**WORK TO COMPLETE**
Using the entries below, transcribe exactly the line containing "Target: curb" and each line that follows it to the end.

Object point labels
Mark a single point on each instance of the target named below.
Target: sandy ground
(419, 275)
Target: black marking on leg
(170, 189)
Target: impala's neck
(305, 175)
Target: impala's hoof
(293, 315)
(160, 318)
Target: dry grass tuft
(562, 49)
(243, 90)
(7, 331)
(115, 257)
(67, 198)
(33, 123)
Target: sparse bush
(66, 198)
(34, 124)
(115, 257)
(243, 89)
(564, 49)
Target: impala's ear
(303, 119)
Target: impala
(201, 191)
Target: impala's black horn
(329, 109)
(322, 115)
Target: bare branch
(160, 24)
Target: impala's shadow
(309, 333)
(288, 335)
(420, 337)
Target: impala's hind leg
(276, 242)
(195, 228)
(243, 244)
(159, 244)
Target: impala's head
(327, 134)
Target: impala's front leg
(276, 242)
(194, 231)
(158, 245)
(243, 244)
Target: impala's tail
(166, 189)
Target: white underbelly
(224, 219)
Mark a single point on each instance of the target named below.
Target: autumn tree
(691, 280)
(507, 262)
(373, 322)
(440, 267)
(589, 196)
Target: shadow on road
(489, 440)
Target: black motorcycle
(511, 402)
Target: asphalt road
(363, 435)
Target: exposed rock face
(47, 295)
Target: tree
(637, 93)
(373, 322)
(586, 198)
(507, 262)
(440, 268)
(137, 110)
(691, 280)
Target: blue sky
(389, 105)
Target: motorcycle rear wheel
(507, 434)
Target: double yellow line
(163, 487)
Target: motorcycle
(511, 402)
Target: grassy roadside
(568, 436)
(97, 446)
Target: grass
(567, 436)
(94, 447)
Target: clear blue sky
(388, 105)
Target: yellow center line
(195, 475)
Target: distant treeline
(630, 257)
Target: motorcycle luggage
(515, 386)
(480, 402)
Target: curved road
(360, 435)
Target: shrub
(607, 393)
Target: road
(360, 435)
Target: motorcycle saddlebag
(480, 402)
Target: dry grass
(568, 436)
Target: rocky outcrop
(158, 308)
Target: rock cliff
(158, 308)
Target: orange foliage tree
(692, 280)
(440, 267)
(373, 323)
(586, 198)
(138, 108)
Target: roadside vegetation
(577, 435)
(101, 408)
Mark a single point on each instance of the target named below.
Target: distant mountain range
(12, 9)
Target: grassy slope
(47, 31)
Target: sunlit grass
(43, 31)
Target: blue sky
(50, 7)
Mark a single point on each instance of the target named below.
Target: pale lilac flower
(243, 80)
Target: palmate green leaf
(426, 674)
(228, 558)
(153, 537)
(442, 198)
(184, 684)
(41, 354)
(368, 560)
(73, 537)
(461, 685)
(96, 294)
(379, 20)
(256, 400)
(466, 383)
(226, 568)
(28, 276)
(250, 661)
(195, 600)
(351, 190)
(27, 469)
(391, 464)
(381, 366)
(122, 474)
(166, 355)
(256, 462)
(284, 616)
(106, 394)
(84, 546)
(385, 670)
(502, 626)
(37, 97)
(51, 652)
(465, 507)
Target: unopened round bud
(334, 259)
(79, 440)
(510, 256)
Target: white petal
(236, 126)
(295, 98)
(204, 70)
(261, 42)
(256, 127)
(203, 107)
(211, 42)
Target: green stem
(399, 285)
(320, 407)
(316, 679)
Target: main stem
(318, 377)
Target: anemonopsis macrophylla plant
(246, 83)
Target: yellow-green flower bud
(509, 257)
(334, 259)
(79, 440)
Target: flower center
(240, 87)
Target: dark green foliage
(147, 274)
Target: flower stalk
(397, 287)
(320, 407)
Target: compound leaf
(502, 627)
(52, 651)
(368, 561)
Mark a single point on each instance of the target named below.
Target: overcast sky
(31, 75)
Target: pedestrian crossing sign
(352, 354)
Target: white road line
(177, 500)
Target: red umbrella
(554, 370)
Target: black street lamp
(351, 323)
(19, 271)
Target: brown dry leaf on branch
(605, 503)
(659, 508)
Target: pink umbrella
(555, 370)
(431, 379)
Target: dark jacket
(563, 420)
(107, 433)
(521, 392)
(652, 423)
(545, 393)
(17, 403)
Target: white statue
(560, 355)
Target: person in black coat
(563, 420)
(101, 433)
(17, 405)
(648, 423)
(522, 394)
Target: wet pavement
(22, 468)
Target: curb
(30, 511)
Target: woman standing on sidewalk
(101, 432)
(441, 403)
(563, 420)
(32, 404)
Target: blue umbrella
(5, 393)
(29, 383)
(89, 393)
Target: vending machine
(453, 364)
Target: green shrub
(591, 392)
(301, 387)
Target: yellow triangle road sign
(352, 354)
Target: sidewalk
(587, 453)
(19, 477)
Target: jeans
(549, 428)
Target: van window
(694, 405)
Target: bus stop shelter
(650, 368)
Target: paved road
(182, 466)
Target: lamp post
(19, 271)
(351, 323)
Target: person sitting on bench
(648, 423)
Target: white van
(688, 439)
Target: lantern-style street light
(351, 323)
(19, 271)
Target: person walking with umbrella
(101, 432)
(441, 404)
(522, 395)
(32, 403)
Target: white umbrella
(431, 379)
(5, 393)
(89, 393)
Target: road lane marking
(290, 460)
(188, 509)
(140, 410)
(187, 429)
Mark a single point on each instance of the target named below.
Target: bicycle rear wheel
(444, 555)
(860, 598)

**COMPLETE RESPONSE**
Target: curb
(30, 511)
Target: woman standing on sidewalk
(101, 432)
(441, 403)
(563, 420)
(32, 404)
Target: blue umbrella
(5, 393)
(29, 383)
(89, 393)
Target: vending machine
(453, 364)
Target: green shrub
(591, 392)
(301, 387)
Target: yellow triangle road sign
(352, 354)
Target: sidewalk
(587, 453)
(19, 477)
Target: jeans
(549, 428)
Target: van window
(694, 405)
Target: bus stop shelter
(650, 368)
Target: paved road
(182, 466)
Target: lamp post
(19, 271)
(351, 323)
Target: person sitting on bench
(648, 423)
Target: white van
(688, 439)
Target: lantern-style street light
(351, 323)
(19, 271)
Target: person walking with umbrella
(101, 432)
(441, 404)
(522, 395)
(32, 403)
Target: white umbrella
(431, 379)
(5, 393)
(89, 393)
Target: road lane marking
(290, 460)
(188, 509)
(140, 410)
(187, 429)
Mark a single point on each instance of the target named below.
Target: bicycle rear wheel
(444, 555)
(860, 598)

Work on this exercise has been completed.